Work instruction: Quote the listing below in its entirety, omitting every image.
Content starts
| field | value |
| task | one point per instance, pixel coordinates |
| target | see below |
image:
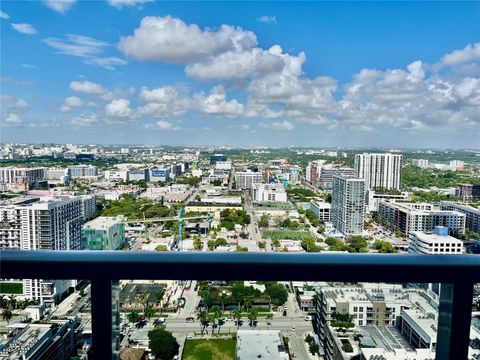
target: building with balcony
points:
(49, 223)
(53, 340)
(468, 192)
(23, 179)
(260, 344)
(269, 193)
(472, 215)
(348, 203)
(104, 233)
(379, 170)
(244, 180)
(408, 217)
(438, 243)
Content ends
Response area:
| field | value |
| task | one point per instance, pixel coordinates |
| target | see below |
image:
target: building with balcony
points:
(49, 223)
(53, 340)
(468, 192)
(23, 179)
(260, 344)
(269, 193)
(472, 215)
(348, 203)
(104, 233)
(379, 170)
(244, 180)
(408, 217)
(438, 243)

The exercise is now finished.